* **Extracted material**
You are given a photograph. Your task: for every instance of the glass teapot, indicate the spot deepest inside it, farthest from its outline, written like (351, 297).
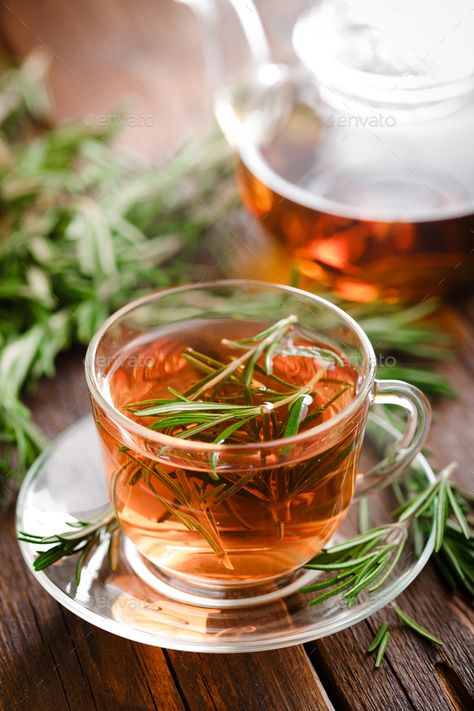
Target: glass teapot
(353, 123)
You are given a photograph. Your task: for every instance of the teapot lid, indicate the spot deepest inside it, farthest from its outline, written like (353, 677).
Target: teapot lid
(400, 57)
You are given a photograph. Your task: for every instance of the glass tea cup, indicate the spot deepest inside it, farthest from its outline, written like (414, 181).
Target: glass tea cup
(234, 519)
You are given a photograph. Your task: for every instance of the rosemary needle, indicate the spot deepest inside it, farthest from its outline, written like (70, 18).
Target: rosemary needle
(415, 626)
(382, 648)
(378, 637)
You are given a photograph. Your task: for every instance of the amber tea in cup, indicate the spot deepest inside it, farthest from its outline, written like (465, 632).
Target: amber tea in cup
(232, 416)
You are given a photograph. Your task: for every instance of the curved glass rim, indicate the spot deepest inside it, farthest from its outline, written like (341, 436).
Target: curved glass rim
(194, 445)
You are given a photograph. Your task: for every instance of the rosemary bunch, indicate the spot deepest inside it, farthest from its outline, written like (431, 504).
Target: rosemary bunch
(364, 563)
(82, 232)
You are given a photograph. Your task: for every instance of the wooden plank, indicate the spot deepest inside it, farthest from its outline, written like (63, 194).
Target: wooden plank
(418, 675)
(51, 660)
(280, 679)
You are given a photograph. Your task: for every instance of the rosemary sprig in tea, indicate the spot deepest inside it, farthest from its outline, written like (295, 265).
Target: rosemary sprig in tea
(364, 563)
(186, 415)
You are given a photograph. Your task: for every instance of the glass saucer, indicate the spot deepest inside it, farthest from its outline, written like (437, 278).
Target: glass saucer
(138, 603)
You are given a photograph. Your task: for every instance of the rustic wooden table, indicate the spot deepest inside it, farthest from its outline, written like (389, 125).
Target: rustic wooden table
(49, 659)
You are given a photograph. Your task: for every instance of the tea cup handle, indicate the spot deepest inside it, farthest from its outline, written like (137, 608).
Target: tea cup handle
(397, 392)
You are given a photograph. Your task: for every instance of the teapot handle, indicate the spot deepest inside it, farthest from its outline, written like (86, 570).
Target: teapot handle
(212, 16)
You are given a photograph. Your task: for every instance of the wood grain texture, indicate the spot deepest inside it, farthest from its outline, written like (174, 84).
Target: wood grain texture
(150, 49)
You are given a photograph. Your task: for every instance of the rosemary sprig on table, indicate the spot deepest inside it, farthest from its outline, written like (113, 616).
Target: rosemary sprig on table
(365, 562)
(82, 538)
(83, 231)
(382, 637)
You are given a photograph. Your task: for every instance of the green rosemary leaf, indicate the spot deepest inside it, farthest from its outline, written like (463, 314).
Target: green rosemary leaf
(410, 507)
(297, 413)
(331, 593)
(441, 514)
(392, 565)
(384, 642)
(272, 330)
(179, 406)
(373, 534)
(456, 565)
(456, 509)
(327, 357)
(378, 637)
(338, 565)
(229, 431)
(415, 626)
(321, 585)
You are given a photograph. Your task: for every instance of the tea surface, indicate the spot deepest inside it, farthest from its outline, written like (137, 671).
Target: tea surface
(224, 526)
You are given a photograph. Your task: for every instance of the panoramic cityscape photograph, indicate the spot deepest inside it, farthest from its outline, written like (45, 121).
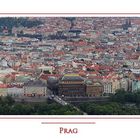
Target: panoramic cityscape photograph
(69, 65)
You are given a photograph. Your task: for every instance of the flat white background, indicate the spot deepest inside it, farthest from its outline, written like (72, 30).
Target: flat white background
(104, 129)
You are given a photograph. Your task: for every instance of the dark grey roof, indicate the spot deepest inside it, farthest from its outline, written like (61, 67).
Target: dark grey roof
(72, 78)
(35, 83)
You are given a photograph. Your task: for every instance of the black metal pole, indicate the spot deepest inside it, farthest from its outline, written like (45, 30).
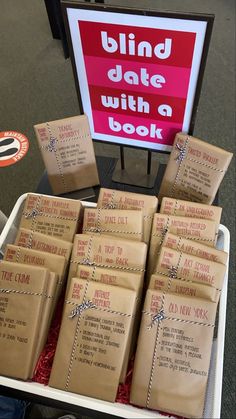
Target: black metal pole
(122, 158)
(149, 163)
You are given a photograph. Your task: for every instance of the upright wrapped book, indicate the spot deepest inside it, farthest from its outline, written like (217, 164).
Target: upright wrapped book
(195, 170)
(68, 153)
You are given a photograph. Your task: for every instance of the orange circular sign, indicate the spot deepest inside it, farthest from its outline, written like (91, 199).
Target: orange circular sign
(13, 147)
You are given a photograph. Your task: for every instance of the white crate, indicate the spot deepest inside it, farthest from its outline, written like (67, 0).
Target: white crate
(214, 387)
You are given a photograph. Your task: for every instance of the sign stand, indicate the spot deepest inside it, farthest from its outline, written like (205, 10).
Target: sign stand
(137, 172)
(138, 76)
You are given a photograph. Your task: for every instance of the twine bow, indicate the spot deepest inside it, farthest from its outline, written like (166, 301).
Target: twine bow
(33, 213)
(52, 144)
(110, 205)
(86, 261)
(182, 153)
(157, 318)
(172, 272)
(78, 310)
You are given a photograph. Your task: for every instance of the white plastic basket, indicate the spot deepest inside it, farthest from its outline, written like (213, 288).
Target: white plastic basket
(214, 388)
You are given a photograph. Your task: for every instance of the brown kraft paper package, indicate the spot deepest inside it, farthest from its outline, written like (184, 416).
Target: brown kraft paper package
(111, 198)
(27, 256)
(93, 339)
(203, 231)
(183, 266)
(182, 208)
(172, 374)
(129, 280)
(107, 252)
(177, 286)
(118, 223)
(22, 297)
(195, 248)
(67, 150)
(195, 170)
(48, 311)
(57, 217)
(38, 241)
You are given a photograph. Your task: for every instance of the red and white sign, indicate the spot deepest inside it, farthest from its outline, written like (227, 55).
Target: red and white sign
(137, 74)
(13, 147)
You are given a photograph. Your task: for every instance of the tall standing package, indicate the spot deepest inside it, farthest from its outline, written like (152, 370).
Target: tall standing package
(67, 150)
(195, 170)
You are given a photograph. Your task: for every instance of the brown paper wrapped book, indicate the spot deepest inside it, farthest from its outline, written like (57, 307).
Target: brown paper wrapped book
(117, 223)
(183, 266)
(111, 198)
(51, 297)
(23, 255)
(67, 150)
(107, 252)
(195, 170)
(93, 339)
(57, 217)
(22, 296)
(182, 208)
(195, 248)
(173, 354)
(129, 280)
(42, 242)
(202, 231)
(187, 288)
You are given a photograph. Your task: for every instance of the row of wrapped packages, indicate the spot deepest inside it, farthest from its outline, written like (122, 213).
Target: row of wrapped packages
(139, 290)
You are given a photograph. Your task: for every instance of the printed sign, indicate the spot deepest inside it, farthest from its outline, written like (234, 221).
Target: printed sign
(13, 147)
(137, 74)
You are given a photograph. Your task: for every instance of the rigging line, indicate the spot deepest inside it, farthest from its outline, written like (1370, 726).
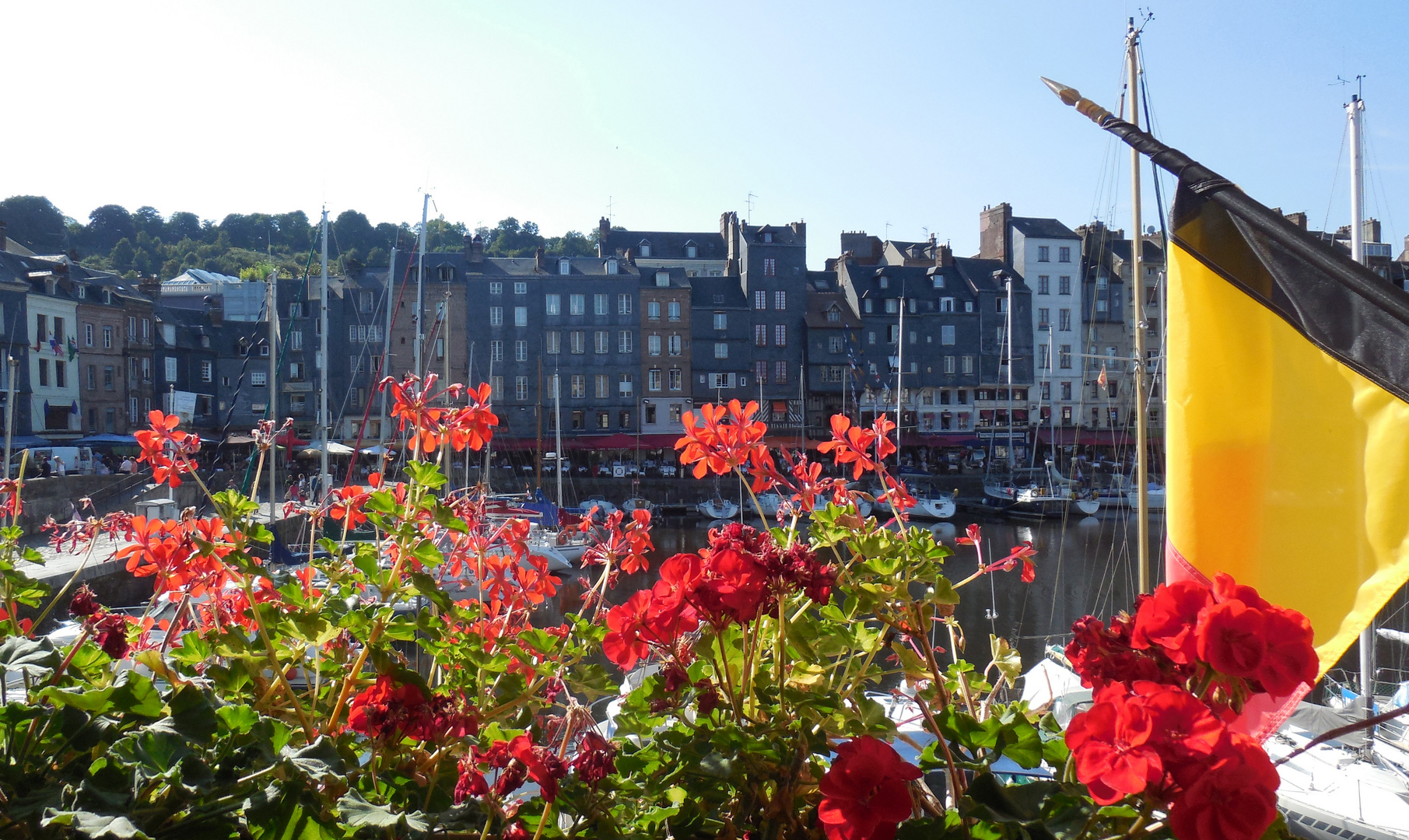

* **Task objective**
Show every line of the records that contains the word "dark". Treat uppercase and lowercase as different.

* **Result for this exercise**
You are given a photograph. Your task: for every instance of the dark grey roof, indicate the spot deepest inside it, farthest from its outline, written like (61, 67).
Target: dark grey roof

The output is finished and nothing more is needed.